[EXCERPT Boundary: Start]

How am I not myself?

This blog serves as personal therapy, stress relief, information sharing, and the occasional sanity check. Enjoy!

7 months old! February 18, 2010

Filed under: Adoption — My Dysfunctional Life @ 3:14 pm

Well, the last two months have been full of change for my little peanut. This means he has been happy, crabby, screaming, laughing, crying, and smiling all at once. One day is wonderful, and another brings tears. Here’s the scoop:

Peanut just went thorough a HUGE growth spurt. He grew 3 inches in a month, and gained almost two pounds. Long and lean, the doc says. His head grew an inch and a half in circumference (it’s like an orange on a toothpick!) and he is hitting milestones like crazy. Last month he mastered sitting up and is now working on pulling himself up on things. He can scoot around the floor on his tush, and know who mama, dada, and kitty-cat are. He raises his arms up when you say “sooooo big!”, and can pinch things between his fingers. The doc says he’s ahead and he’ll probably be one of those kids who walks at 9 months. I had better start baby-proofing…

Another thing…the teething. It has hit it’s peak (I hope) and no teeth in site. He is always chewing on something…binky, stacking sups, teething beads, his hands, my hands, etc. He’s usually in good spirits about it, except at night. That’s when it’s the worst. Poor little guy. He has been teething for 3 months already…where are the teeth!!??

[EXCERPT Boundary: End]
[MATERIAL SHOWN Boundary: Start]

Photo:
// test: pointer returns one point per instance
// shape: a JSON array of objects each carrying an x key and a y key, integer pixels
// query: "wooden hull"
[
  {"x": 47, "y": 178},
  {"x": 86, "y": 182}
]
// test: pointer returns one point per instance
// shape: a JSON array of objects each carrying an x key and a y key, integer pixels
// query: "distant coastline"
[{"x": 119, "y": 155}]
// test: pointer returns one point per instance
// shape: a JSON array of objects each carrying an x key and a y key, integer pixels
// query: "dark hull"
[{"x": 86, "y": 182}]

[MATERIAL SHOWN Boundary: End]
[MATERIAL SHOWN Boundary: Start]

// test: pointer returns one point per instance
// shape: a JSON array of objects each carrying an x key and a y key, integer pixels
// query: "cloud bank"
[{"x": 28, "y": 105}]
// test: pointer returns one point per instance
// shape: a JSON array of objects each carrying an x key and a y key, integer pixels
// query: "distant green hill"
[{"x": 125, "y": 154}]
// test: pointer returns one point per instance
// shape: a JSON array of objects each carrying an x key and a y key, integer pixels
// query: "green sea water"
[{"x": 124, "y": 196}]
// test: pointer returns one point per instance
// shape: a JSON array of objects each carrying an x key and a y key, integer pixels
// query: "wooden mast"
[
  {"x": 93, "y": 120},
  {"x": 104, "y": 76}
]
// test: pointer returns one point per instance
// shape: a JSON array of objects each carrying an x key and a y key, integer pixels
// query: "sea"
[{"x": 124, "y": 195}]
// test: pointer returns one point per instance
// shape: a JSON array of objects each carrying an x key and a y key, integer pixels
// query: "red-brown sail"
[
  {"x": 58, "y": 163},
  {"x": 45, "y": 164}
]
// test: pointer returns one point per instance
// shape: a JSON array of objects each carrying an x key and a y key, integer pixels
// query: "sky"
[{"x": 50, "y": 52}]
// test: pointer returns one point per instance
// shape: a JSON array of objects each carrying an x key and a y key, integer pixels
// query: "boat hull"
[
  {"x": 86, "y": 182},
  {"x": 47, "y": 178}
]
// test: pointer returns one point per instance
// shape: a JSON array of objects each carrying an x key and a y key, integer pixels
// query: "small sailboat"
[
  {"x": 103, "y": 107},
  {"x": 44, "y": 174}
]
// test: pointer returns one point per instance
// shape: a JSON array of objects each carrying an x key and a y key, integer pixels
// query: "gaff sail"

[MATERIAL SHOWN Boundary: End]

- _EXERCISE BRIEF_
In the blog post, the sentence beginning "This means he has been" describes the baby's moods. List every mood it names. Use only the blog post to answer; the material plays no part in this.

- _OUTPUT BELOW_
happy, crabby, screaming, laughing, crying, smiling